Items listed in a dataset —
_ _ _

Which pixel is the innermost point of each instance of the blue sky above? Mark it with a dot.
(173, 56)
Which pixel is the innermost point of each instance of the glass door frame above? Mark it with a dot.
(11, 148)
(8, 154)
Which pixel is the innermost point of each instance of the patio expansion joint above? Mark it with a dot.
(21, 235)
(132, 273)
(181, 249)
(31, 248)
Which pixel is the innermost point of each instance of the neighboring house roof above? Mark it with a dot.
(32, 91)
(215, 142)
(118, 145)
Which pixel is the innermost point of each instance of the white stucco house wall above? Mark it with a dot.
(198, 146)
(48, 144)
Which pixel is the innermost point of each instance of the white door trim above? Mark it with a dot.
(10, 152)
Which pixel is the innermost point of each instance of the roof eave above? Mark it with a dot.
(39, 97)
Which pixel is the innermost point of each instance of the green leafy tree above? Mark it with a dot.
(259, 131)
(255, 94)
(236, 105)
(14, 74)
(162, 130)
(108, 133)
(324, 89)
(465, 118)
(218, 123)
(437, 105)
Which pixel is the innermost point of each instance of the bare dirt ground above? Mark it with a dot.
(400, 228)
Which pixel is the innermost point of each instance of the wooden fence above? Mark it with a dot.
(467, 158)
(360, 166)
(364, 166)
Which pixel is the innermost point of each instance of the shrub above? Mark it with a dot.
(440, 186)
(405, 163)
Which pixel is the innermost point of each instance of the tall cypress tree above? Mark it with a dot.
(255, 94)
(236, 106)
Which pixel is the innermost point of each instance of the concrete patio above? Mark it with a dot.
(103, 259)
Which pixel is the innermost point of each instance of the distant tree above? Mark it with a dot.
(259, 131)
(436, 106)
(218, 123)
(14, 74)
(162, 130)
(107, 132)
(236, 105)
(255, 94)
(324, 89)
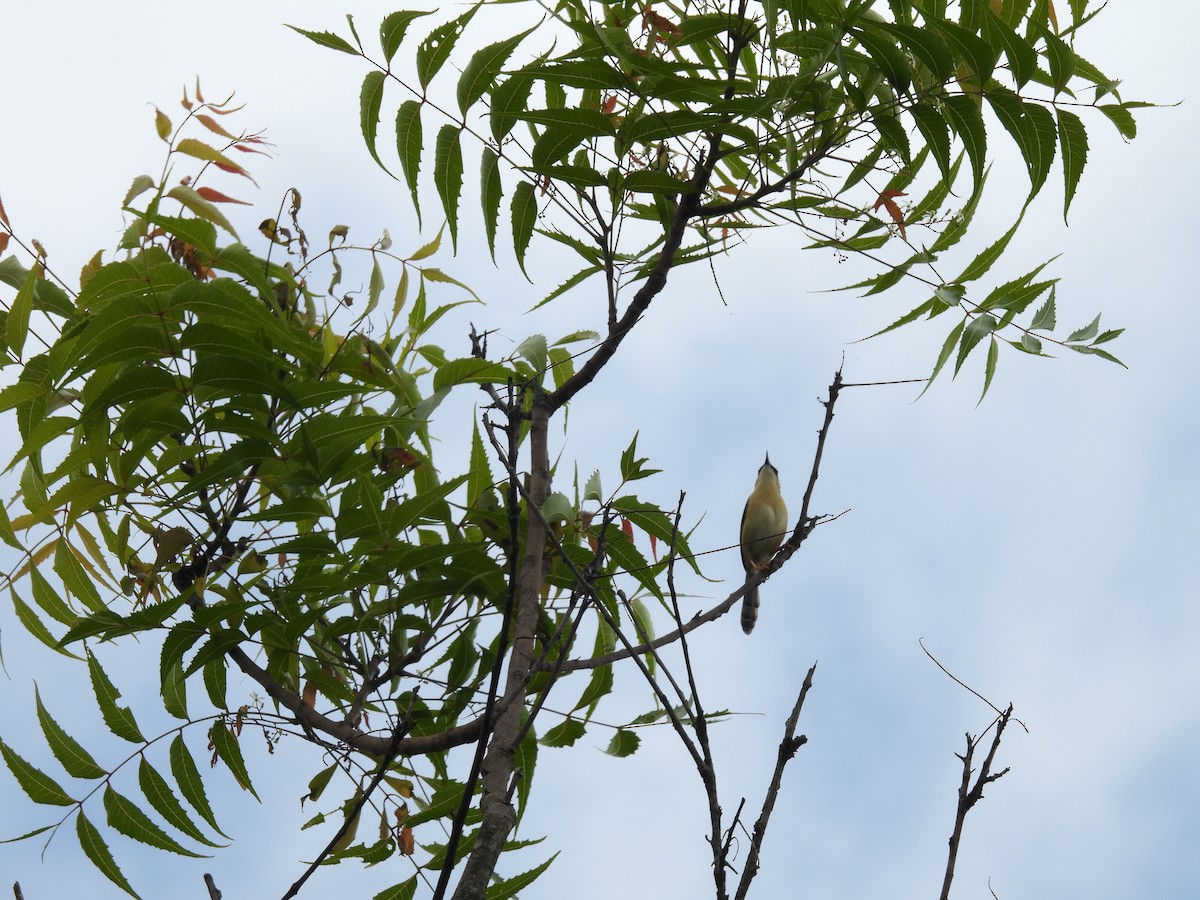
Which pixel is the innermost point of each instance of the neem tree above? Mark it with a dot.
(219, 456)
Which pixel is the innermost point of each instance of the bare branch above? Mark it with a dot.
(787, 748)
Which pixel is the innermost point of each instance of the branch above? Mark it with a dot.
(804, 526)
(969, 795)
(787, 748)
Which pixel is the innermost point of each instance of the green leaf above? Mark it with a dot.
(967, 123)
(174, 690)
(118, 719)
(95, 849)
(491, 191)
(483, 69)
(187, 777)
(924, 45)
(936, 132)
(229, 751)
(406, 891)
(1073, 144)
(1023, 59)
(125, 817)
(18, 313)
(408, 145)
(471, 371)
(508, 102)
(1120, 115)
(370, 103)
(511, 887)
(77, 761)
(166, 804)
(1087, 333)
(393, 29)
(448, 175)
(77, 581)
(435, 49)
(525, 216)
(34, 624)
(623, 743)
(979, 328)
(970, 48)
(36, 784)
(599, 685)
(948, 346)
(327, 39)
(1031, 127)
(49, 600)
(565, 733)
(987, 257)
(990, 370)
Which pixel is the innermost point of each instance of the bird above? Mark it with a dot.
(763, 525)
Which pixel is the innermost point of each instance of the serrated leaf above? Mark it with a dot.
(229, 751)
(1045, 318)
(987, 257)
(979, 328)
(174, 690)
(967, 123)
(394, 28)
(199, 150)
(511, 887)
(934, 129)
(448, 175)
(160, 796)
(508, 101)
(406, 891)
(187, 777)
(70, 754)
(1120, 115)
(202, 208)
(36, 784)
(491, 191)
(125, 817)
(525, 216)
(990, 369)
(95, 849)
(435, 49)
(409, 145)
(623, 743)
(118, 719)
(948, 346)
(483, 69)
(34, 624)
(565, 733)
(370, 103)
(19, 310)
(1087, 333)
(327, 39)
(1073, 148)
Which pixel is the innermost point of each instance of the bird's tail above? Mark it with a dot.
(750, 609)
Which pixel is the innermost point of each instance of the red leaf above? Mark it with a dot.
(211, 196)
(893, 208)
(214, 126)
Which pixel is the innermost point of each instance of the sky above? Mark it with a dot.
(1041, 544)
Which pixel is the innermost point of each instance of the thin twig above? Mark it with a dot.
(787, 748)
(970, 795)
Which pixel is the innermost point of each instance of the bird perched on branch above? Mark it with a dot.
(763, 525)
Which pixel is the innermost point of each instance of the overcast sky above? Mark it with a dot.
(1043, 544)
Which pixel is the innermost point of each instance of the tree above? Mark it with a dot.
(251, 463)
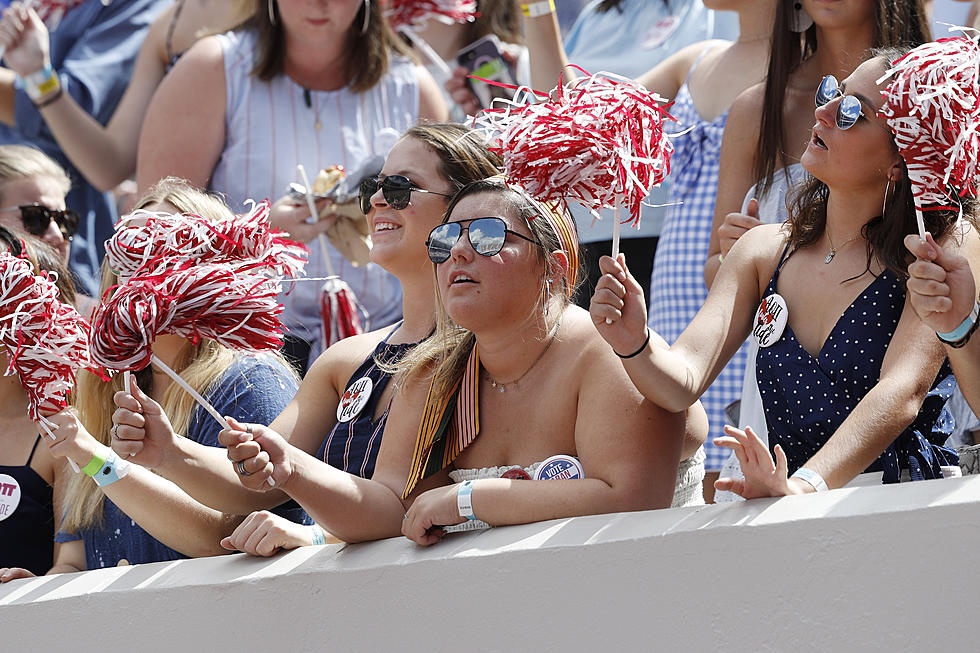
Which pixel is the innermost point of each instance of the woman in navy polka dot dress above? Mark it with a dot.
(851, 379)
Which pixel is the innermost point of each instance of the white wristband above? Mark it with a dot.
(464, 500)
(811, 477)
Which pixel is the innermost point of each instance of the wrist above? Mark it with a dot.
(959, 336)
(809, 480)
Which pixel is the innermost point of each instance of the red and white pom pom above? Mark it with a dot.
(215, 301)
(933, 107)
(414, 13)
(245, 241)
(46, 340)
(599, 142)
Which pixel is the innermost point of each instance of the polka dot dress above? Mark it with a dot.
(806, 399)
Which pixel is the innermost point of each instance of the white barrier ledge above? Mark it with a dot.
(867, 568)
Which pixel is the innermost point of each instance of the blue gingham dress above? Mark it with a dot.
(677, 287)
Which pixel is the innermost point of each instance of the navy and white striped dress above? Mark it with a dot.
(269, 129)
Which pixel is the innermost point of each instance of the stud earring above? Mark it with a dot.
(800, 21)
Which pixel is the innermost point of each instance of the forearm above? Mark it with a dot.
(546, 51)
(352, 508)
(504, 502)
(169, 514)
(207, 475)
(875, 422)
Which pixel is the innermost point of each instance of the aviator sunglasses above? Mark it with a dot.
(849, 109)
(487, 236)
(36, 217)
(397, 191)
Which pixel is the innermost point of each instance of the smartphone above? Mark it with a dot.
(482, 58)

_ _ _

Problem to solve — Rewrite the material from the line with "of the woman" up to and including the last line, keeping every request line. Multiply each coordinate in the answers by 0.6 and round it to a whole number, with halves rounded up.

Answer for this exercise —
Which pixel is the innermost point of each instance of the woman in navy polka dot dress above? Mark it with a dot.
(511, 227)
Which pixel is the innermost point of each instance of the white wristband above? Mark it with a dot.
(278, 300)
(487, 286)
Which pixel is the innermost point of each instance of the wrist above? Mark it with a dot.
(575, 202)
(485, 288)
Which pixel is the innermost point of each instance of the red and white pom pom above? Mark it with a dot.
(129, 181)
(560, 64)
(248, 8)
(147, 145)
(28, 204)
(359, 85)
Which pixel is the innermost point of each instance of the polka dot dress above? Mark it with a dot.
(484, 239)
Which pixel is the innermost point of each instance of the white barrier ledge above? Mark it with a dot.
(520, 341)
Which pixel is the innermost point of each instance of the blue gingham dress above? Mark it with a dot.
(406, 172)
Which pixel is the innermost point of each instance of the navy and white striped dress above? Mark it with a dot.
(161, 77)
Which pixel is the innermost point of each instance of the stud earring above? Mark it with a dot.
(480, 13)
Which pixel is the innermost point of each instance of the forearm above? Mark it with a dot.
(328, 31)
(211, 305)
(302, 301)
(101, 308)
(124, 285)
(525, 253)
Which pixel is the innermost point of each instance of the aviator sunglasses above? Mark it with a dot.
(509, 65)
(292, 142)
(22, 130)
(238, 115)
Which pixel is the innermost point of each instance of the smartphone above? Mark it with a dot.
(289, 35)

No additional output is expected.